_Passage_

☆ ☆ ☆

Yesterday morning, I had an entirely different post planned for you today. It wasn’t about cookies, it wasn’t about Nashville, it wasn’t about the person who likes these cookies most.

But plans change.

chocolate spice cookie

You might remember over a month ago, when I brought you these thin chocolate cookies and ice cream sandwiches, how I mentioned being on the hunt for a crisp chocolate cookie, the kind that was like a cocoa gingersnap, spiced and crisp, sharp and crunchy. What I didn’t tell you then was that it was really Tim who wanted this cookie, Tim who had mentioned it and sent my mind to work.

HOT chocolate cookies

And so it was, last week in Chicago, that I first tried this new recipe, an adaptation of Mexican chocolate cookies I’d found online, while Tim sat in my parents’ dining room working on his computer and I worked in a light-filled kitchen, hoping for crisp, spiced bites of chocolate. That first experiment was such a hit, I made the recipe again Monday, so I could bring them over to Tim’s house before we went to our respective Monday night Bible studies and he made me a chicken sandwich while we talked in his kitchen. They’re just what we (well, he) were after: chocolate cookies with the snap of ginger and hints of cayenne that surprise you.

☆ ☆ ☆

_Information provided_
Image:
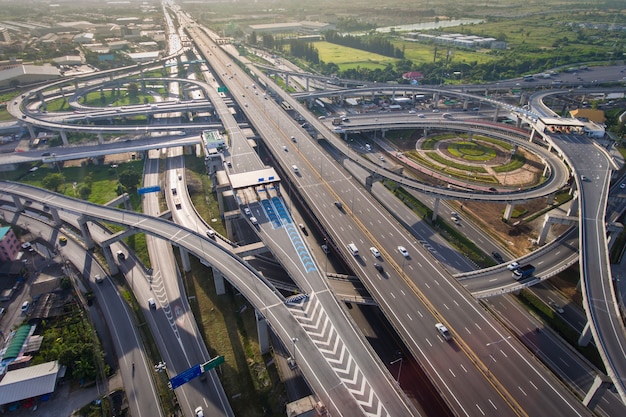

☆ ☆ ☆

Reproduce the chocolate spice cookie passage above word for word, in full.

Yesterday morning, I had an entirely different post planned for you today. It wasn’t about cookies, it wasn’t about Nashville, it wasn’t about the person who likes these cookies most.

But plans change.

chocolate spice cookie

You might remember over a month ago, when I brought you these thin chocolate cookies and ice cream sandwiches, how I mentioned being on the hunt for a crisp chocolate cookie, the kind that was like a cocoa gingersnap, spiced and crisp, sharp and crunchy. What I didn’t tell you then was that it was really Tim who wanted this cookie, Tim who had mentioned it and sent my mind to work.

HOT chocolate cookies

And so it was, last week in Chicago, that I first tried this new recipe, an adaptation of Mexican chocolate cookies I’d found online, while Tim sat in my parents’ dining room working on his computer and I worked in a light-filled kitchen, hoping for crisp, spiced bites of chocolate. That first experiment was such a hit, I made the recipe again Monday, so I could bring them over to Tim’s house before we went to our respective Monday night Bible studies and he made me a chicken sandwich while we talked in his kitchen. They’re just what we (well, he) were after: chocolate cookies with the snap of ginger and hints of cayenne that surprise you.